=== PASSAGE FOR REVIEW ===
Im thanking god itself for allowing me sleep every single night. A good sleep, every night, its allowed me to wake up at an earlier hour, not feel so sluggish and like doing ABSOLUTELY NOTHING with my life, oh man. I am so grateful, I appreciate nature more, I appreciate the moment, I’m not BORED I’m at PEACE, and the simplicity of it all creates a warm feeling in me like connection. Yellow, orange, brown, gold, radiance. And she the only one that know what I mean.
Lol when I was a kid how did I cry? That would be so funny idkkk mannn, was i like one of those yell cries outta no where coz I can’t hold it in? Ahahaha, I don’t remember it guess it was like how I cry now right? Which is only apparently when I’m really crazy angry and when I’m super dooper sad lol, I feel like I cry in the middle tho, this is just what I’m sister has told me, but I definitely cry alone, my sister is the closest person to me, and she only sees me cry at the very peak of my emotions, so I’m pretty good at hiding it I guess? It doesn’t feel like I’m hiding anything because its always there, I’m clearly the only person who perceives these feelings, so it should only exist to my perspective right? Okay then change your perspective… okayyyyy….. I get scared of new emotions, and perceive them bad, I can mistake connection for a ‘get out’ type of feeling, Its hard for me to accept and trust something that first makes me feel anxious and a need to change my surroundings because I now feel trapped in my own space. I’ve just taught myself how to stick it through the moment no matter how it feels and not to fly away in my brain. I can’t escape my brain, its connected to me. The middle has so much space, when I meditate I am there, and its getting easier to do without having to actually try to do anything, coz thats exactly what it is. Its not so loud I have so much space it feels so freeing, I’m not bound to any emotions, any thoughts, nothing, I’m free. nothing will hurt me here, Im safe to be in my creative bubble and positive energies. I don’t care what you think of me.
I only have a few people in my life who I would text if something major happened to me, idk maybe only 1 coz the other couple are family, like my circle is small but its full of trust especially my bestfriend ash, whom I have gone thru hell and back with. The middle doesn’t harm me with my own thoughts as weapons, of course there was a middle ground, how could I not have see this? I mistake growth for ‘this is the exact same’ type of energy, which in turn makes me feel like I’m making no progress, and forget to store the new energy, now that I know this, I can accept the new emotions and new feelings and new environment , yanno? Should I change my room around again hehe? Nah, I feel good here, I like m bed close to the computer, I can put my leg up while typing hahah.
Me moving around and doing anything for ME is ME manipulating energy so that I can create anything I desire here on earth. It doesn’t have to happen the exact way I’m thinking, it just happens. And thats the magic behind your thoughts. I don’t like awkward love I’m pretty awks like not by choice, I feel less awkward in myself when I’m feeling less like everyone is watching me and more like I’m the only one here watching, and thats all I need to remember. I’m experiencing life through this body and anyone else experiencing me is also me experiencing myself from the different angle. I want to be 90% present in 100% of my moments, giving my 100% , 100% of the time.
I believe theres nothing wrong with me
instead of identifying with your thoughts, work with them. Everything is a thought, everything. Work towards changing your thinking pattern from negative to positive by consciously swifting into a better energy daily. It’s a choice, it’s my choice how I feel and think, since they usually come together.
=== SOURCE INFORMATION ===
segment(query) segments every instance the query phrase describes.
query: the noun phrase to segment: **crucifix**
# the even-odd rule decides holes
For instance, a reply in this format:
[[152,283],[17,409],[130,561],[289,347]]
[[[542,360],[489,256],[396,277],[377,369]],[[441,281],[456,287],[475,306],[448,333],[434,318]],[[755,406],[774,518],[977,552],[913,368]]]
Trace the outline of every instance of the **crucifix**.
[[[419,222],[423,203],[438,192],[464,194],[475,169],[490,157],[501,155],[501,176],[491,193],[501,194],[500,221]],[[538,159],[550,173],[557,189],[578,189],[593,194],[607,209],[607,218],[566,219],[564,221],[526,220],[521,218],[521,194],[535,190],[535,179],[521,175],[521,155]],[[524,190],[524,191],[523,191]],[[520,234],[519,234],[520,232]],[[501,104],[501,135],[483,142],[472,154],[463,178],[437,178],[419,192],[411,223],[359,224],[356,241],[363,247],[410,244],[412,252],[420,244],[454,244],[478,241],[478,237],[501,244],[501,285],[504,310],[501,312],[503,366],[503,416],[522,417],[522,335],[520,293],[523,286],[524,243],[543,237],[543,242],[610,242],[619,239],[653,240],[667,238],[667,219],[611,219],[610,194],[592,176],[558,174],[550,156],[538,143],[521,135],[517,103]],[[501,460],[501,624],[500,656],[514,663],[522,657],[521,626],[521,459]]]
===
Transcribe the journal text on sleep and emotions, starting at the words "Im thanking god" and ending after the words "what I mean.". Nothing in the data matters for this.

▶ **SOLUTION TO THE PROBLEM**
Im thanking god itself for allowing me sleep every single night. A good sleep, every night, its allowed me to wake up at an earlier hour, not feel so sluggish and like doing ABSOLUTELY NOTHING with my life, oh man. I am so grateful, I appreciate nature more, I appreciate the moment, I’m not BORED I’m at PEACE, and the simplicity of it all creates a warm feeling in me like connection. Yellow, orange, brown, gold, radiance. And she the only one that know what I mean.